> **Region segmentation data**
##############################

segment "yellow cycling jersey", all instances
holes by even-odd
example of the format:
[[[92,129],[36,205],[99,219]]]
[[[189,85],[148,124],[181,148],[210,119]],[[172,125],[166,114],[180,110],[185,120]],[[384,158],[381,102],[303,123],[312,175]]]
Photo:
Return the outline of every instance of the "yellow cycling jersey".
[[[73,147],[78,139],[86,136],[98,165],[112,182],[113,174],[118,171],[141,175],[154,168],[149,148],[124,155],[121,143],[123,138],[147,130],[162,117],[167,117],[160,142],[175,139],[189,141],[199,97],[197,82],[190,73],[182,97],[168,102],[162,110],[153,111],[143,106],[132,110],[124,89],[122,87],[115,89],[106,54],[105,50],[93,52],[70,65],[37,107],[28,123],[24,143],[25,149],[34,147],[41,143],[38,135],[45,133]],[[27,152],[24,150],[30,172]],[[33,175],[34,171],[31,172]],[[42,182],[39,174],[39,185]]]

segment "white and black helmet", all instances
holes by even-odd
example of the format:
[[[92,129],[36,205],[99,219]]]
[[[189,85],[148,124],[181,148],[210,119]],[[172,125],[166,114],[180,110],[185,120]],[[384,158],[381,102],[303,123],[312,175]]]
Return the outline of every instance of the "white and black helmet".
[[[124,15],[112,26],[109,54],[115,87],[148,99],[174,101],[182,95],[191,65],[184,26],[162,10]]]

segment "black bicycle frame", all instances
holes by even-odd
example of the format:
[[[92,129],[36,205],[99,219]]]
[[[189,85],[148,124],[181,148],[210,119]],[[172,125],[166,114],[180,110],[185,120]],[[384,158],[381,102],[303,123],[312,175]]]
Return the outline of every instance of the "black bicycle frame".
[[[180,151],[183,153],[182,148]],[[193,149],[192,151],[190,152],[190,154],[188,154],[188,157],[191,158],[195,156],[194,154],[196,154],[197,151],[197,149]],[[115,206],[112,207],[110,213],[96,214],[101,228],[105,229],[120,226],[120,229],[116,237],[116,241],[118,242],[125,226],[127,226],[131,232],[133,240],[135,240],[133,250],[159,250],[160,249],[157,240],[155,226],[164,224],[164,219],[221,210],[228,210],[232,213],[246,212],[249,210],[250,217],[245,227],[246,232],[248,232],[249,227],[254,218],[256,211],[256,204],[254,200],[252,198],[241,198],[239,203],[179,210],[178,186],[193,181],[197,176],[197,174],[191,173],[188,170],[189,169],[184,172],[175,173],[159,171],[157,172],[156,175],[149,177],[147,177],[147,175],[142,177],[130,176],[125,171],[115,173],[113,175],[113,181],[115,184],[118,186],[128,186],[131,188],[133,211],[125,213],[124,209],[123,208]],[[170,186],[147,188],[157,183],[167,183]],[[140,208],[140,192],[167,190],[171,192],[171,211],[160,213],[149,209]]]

##############################

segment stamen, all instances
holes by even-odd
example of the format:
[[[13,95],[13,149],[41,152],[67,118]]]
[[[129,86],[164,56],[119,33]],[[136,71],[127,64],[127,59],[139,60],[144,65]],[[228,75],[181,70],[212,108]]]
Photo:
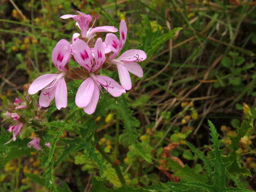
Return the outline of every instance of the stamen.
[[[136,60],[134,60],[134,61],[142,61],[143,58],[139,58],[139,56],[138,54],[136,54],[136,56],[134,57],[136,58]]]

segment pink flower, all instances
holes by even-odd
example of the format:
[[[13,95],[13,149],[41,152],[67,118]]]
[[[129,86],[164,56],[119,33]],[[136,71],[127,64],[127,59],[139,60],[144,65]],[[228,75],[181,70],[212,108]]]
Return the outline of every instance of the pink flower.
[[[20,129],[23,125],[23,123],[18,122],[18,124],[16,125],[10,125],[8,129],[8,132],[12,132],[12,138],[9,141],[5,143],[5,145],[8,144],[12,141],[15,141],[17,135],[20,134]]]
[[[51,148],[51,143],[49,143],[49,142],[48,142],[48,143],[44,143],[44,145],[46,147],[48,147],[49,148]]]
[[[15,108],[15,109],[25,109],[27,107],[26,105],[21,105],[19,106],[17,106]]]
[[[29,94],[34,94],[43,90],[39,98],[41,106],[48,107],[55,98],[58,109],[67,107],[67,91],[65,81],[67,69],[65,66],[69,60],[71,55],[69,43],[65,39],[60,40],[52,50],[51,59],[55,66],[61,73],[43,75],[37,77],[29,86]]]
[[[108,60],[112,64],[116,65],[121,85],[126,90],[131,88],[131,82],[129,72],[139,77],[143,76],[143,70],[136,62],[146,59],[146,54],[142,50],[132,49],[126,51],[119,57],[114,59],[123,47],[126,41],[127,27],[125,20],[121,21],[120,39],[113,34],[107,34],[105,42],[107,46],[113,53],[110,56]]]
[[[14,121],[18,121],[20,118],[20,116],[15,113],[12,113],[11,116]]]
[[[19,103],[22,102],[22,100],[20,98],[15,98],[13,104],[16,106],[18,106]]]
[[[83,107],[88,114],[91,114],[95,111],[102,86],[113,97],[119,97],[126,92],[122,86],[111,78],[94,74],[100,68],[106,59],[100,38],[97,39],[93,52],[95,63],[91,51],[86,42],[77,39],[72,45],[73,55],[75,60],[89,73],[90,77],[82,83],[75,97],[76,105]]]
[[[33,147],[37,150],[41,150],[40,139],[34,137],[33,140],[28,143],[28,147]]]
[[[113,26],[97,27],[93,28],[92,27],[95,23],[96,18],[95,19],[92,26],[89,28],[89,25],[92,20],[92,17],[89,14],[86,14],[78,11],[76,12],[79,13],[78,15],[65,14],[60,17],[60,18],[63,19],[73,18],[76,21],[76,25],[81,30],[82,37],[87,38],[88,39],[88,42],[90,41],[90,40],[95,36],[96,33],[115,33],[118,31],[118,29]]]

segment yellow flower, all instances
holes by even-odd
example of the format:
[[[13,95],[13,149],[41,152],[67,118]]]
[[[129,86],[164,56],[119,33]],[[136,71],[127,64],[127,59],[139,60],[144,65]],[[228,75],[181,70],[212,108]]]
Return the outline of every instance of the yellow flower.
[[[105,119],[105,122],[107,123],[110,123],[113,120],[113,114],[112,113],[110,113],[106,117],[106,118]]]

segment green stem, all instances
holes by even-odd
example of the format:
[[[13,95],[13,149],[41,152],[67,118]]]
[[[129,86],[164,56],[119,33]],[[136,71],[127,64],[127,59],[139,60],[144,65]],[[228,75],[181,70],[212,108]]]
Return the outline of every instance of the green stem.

##############################

> **DIRECTIONS FOR THIS TASK**
Turn the part of the material that opens with the line containing "segment yellow flower, all instances" and closes with the line containing "Return the outline of every instance of the yellow" into a numbered list, leaving out any blank lines.

> **COMPLETE ANSWER**
1. segment yellow flower, all instances
2. holes by even-odd
3. example of the format:
4. [[[13,95],[13,149],[41,152],[67,118]]]
5. [[[129,86],[164,56],[119,33]],[[136,71],[127,64],[127,59],[139,60],[144,65]],[[228,75],[181,70],[212,108]]]
6. Return the outline of every instance of the yellow flower.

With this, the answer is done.